◆ Tekst strony
* * * * * * * * *

UWAGA!

Każdą przewagę można roztrwonić (piłka ręczna)

 Elbląg, Każdą przewagę można roztrwonić (piłka ręczna)
fot. Anna Dembińska

Szczypiornistki Startu Elbląg poniosły w sobotę (3 grudnia) kolejną porażkę w rozgrywkach PGNiG Superligi Kobiet. Wydawało się, że drużyna KPR Jelenia Góra jest w zasięgu elblążanek, jednak to rywalki okazały się mocniejsze i wygrały 29:28 (14:17). Zobacz zdjęcia.

Tuż przed rozpoczęciem meczu przedstawicielki Startu wręczyły trenerowi Grzegorzowi Gościńskiemu bukiet kwiatów z okazji urodzin. Do życzeń przyłączyli się również kibice. Zapewne najlepszym prezentem dla szkoleniowca byłoby zwycięstwo nad Jelenią Górą, tak się jednak nie stało.
      
       W pierwszej połowie górą elblążanki
      
Spotkanie otworzyły przyjezdne, które najpierw wykorzystały rzut karny, a po chwili, po faulu ofensywnym elblążanek, objęły prowadzenie 2:0. Pierwszą bramkę dla Elbląga zdobyła Paulina Wasak. Po faulu Marty Dąbrowskiej na Monice Aleksandrowicz elblążanki grały w przewadze. Rzut karny wykorzystała Wioleta Janaczek, która również chwilę później rzuciła kolejną bramkę dla Startu, doprowadzając do wyrównania na 3:3.
       Kolejne minuty meczu to gra bramka za bramkę. Po bloku elblążanek na rywalkach celnym rzutem popisuje się Anna Szot, wyprowadzając tym samym swój zespół, pierwszy raz w tym spotkaniu, na prowadzenie 6:5. Po celnych rzutach Pauliny Wasak i Agnieszki Szliji elblążanki miały już trzy bramki przewagi (8:5). Na systematyczne powiększanie przewagi elbląskiemu zespołowi nie pozwoliła jednak bramkarka Jeleniej Góry Katarzyna Szeluk, która efektownie wybroniła kilka rzutów. Po celnych rzutach Marty Dąbrowskiej i Joanny Załogi przyjezdne miały już tylko jedną bramkę mniej od elblążanek (10:9).

* * * * * * * * *

◆ Zapisane wpisy

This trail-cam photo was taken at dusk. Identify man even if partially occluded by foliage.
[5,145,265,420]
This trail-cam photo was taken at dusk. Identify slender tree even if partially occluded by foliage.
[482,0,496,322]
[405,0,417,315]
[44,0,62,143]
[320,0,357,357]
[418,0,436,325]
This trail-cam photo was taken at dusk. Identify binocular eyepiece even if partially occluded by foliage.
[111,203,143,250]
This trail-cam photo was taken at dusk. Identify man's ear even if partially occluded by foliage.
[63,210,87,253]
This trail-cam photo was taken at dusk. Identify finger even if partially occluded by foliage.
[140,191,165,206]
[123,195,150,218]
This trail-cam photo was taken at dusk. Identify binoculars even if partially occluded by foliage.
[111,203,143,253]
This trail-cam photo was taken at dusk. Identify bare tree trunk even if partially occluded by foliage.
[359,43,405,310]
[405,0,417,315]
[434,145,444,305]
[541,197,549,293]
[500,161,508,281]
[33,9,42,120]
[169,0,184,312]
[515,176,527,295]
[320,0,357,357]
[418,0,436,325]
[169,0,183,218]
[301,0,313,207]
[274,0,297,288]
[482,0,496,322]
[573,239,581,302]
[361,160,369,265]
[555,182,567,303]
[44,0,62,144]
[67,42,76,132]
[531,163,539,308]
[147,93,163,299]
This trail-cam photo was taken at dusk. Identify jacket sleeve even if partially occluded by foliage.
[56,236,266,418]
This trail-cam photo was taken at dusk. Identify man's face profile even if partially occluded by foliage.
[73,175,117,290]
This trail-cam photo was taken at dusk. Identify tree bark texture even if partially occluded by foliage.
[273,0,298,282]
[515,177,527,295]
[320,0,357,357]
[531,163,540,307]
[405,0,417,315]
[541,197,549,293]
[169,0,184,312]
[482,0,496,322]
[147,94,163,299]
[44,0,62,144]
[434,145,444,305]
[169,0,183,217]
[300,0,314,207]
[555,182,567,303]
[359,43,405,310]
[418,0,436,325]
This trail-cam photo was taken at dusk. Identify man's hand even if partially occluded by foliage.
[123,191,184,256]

* * * * * * * * *

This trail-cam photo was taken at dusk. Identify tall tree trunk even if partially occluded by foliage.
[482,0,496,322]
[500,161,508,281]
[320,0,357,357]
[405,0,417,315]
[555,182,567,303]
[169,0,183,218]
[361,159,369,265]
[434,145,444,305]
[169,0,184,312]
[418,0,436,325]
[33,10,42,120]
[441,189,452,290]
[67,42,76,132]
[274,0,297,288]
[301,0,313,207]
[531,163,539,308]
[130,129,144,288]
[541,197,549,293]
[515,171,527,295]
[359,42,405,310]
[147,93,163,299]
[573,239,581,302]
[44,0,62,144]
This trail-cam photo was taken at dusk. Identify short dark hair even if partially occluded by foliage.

* * * * * * * * *

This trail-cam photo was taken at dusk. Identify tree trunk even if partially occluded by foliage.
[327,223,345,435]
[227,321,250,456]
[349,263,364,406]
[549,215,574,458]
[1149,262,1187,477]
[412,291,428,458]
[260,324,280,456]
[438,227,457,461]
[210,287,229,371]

* * * * * * * * *

◆ Treść zadania
Podaj ponownie fragment relacji z meczu piłki ręcznej, zaczynając od "fot. Anna Dembińska" i kończąc na "jednak nie stało.". Zamień w nim słowo "elblążanek" na "gospodyń".

◆ Rozwiązanie zadania
fot. Anna Dembińska

Szczypiornistki Startu Elbląg poniosły w sobotę (3 grudnia) kolejną porażkę w rozgrywkach PGNiG Superligi Kobiet. Wydawało się, że drużyna KPR Jelenia Góra jest w zasięgu gospodyń, jednak to rywalki okazały się mocniejsze i wygrały 29:28 (14:17). Zobacz zdjęcia.

Tuż przed rozpoczęciem meczu przedstawicielki Startu wręczyły trenerowi Grzegorzowi Gościńskiemu bukiet kwiatów z okazji urodzin. Do życzeń przyłączyli się również kibice. Zapewne najlepszym prezentem dla szkoleniowca byłoby zwycięstwo nad Jelenią Górą, tak się jednak nie stało.